A Story Taught by Beaver

Tales on the Smith Fork is “a story about process-based riparian restoration as taught by beaver,” and the Colorado Farm & Food Alliance’s first feature film - made possible by the LOR Foundation. In 2023, the LOR Foundation provided a grant to help CO Farm & Food Alliance complete two films looking at local watershed restoration work being undertaken by area landowners. The second film is expected to premiere this summer. 



Produced by Delta County filmmaker David Jacobson, Tales on the Smith Fork takes a tour of a “low-tech process-based restoration” project at Rancho Largo, a ranch outside of Crawford Colorado along the Smith Fork of the Gunnison River.

▶ **Short exercise**:
Please rewrite the part of the beaver restoration text that opens with the words containing "Produced by Delta" and closes with "the Gunnison River.", putting "director" in place of "filmmaker". You will not need any of the data.

▶ **Available data**:
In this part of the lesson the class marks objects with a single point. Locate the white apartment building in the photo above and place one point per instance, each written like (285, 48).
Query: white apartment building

▶ **Exercise output**:
Produced by Delta County director David Jacobson, Tales on the Smith Fork takes a tour of a “low-tech process-based restoration” project at Rancho Largo, a ranch outside of Crawford Colorado along the Smith Fork of the Gunnison River.